- _Selected extract_:
Until the early 1980s, the Volkswagen Golf Mk1 GTI and the Renault 5 Alpine/Gordini dominated the retrospectively named hot hatch market segment in many European markets.

From around 1984, the market for hatchbacks with sportier performance grew, and many manufacturers added a hot hatch variant to their range. Power increases were achieved through upgraded carburettors (e.g. the Ford Fiesta XR2), fuel injection (e.g. the Peugeot 205 GTI), turbocharging (e.g. the Renault 5 GT Turbo), supercharging (e.g. the Polo G40) or fitting larger engines (e.g. the 2.0 litre Fiat Ritmo/Strada Abarth 130 TC). Other significant hot hatches of the 1980s include the Ford Escort RS Turbo, Opel Kadett GTE (also known as Vauxhall Astra GTE), Renault 11 Turbo, Lancia Delta HF Integrale (all-wheel drive), Citroën AX GT and Suzuki Swift GTi.

- _Work instructions_:
- a) The passage on hot hatches names several ways manufacturers raised power in their sportier hatchbacks. Explain those methods in one to three sentences, using its examples.
- b) Copy the part of the hot hatch passage starting at "From around 1984, the" and ending at "Suzuki Swift GTi.".
- c) Answer these questions about the hot hatch passage:
(i) Which two cars dominated the hot hatch segment in many European markets until the early 1980s?
(ii) Which 1980s hot hatch is marked as having all-wheel drive?
(iii) By what other name was the Opel Kadett GTE known?

- _Given data_:
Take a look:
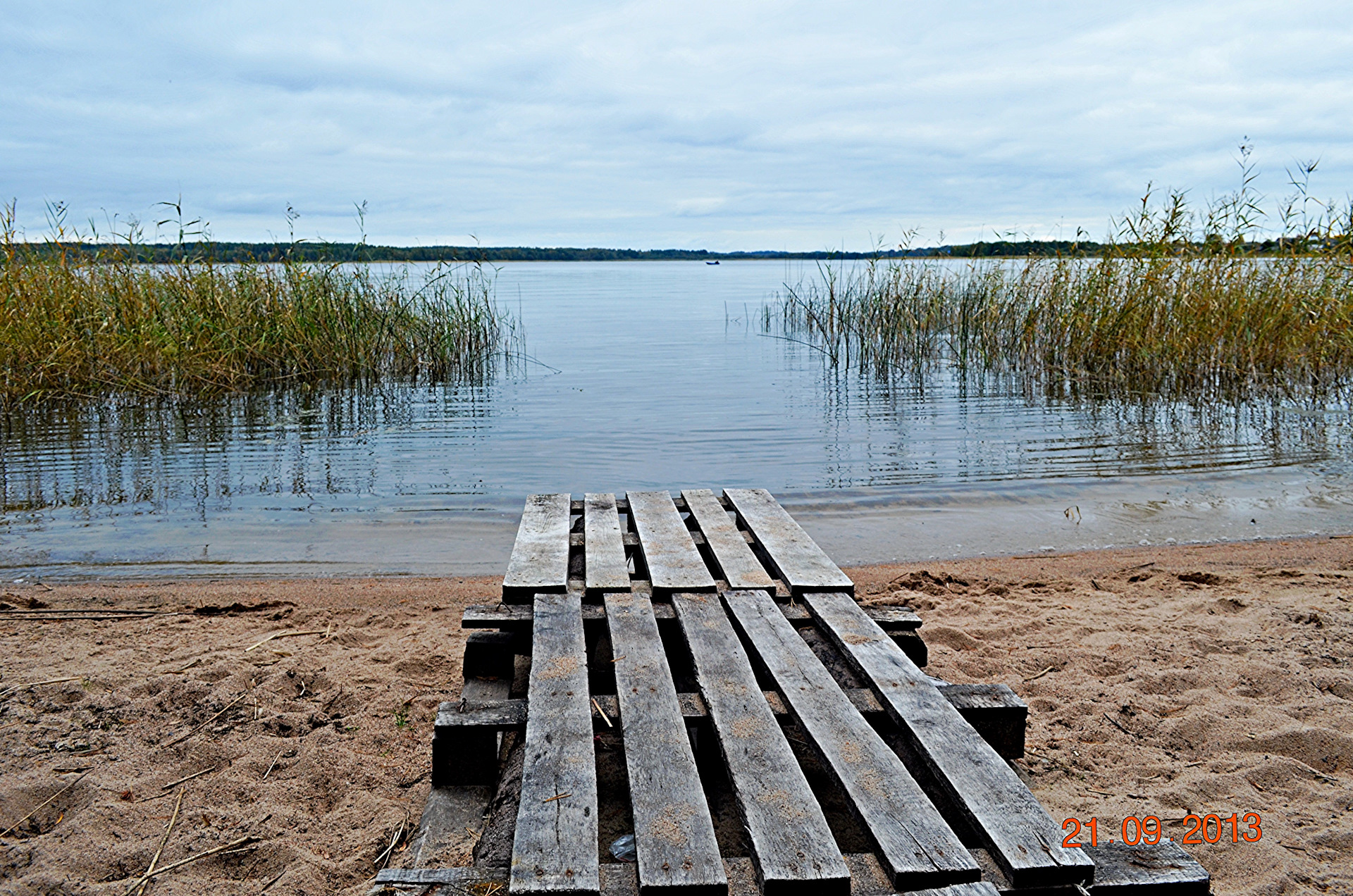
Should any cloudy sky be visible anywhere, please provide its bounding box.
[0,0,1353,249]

---

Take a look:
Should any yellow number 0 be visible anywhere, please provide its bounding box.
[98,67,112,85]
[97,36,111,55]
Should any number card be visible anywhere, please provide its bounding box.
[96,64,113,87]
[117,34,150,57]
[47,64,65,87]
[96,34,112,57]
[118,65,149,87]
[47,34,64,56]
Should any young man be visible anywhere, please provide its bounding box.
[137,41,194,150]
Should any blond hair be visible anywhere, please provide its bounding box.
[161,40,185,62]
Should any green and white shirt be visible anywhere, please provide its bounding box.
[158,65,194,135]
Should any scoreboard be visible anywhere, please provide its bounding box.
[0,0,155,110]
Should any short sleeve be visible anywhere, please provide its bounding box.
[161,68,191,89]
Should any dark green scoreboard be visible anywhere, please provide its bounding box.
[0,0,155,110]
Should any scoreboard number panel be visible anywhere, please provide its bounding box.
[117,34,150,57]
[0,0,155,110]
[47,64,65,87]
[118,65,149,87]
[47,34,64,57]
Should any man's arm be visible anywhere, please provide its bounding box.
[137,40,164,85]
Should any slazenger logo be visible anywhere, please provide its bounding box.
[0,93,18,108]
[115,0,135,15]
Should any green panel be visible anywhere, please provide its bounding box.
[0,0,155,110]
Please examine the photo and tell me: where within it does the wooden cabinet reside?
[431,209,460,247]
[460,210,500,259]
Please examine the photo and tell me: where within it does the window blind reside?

- _Your written answers_:
- a) Manufacturers raised power with upgraded carburettors (the Ford Fiesta XR2), fuel injection (the Peugeot 205 GTI), turbocharging (the Renault 5 GT Turbo) or supercharging (the Polo G40). Others fitted larger engines, as in the 2.0 litre Fiat Ritmo/Strada Abarth 130 TC.

- b)
From around 1984, the market for hatchbacks with sportier performance grew, and many manufacturers added a hot hatch variant to their range. Power increases were achieved through upgraded carburettors (e.g. the Ford Fiesta XR2), fuel injection (e.g. the Peugeot 205 GTI), turbocharging (e.g. the Renault 5 GT Turbo), supercharging (e.g. the Polo G40) or fitting larger engines (e.g. the 2.0 litre Fiat Ritmo/Strada Abarth 130 TC). Other significant hot hatches of the 1980s include the Ford Escort RS Turbo, Opel Kadett GTE (also known as Vauxhall Astra GTE), Renault 11 Turbo, Lancia Delta HF Integrale (all-wheel drive), Citroën AX GT and Suzuki Swift GTi.

- c)
(i) The Volkswagen Golf Mk1 GTI and the Renault 5 Alpine/Gordini.
(ii) The Lancia Delta HF Integrale.
(iii) The Vauxhall Astra GTE.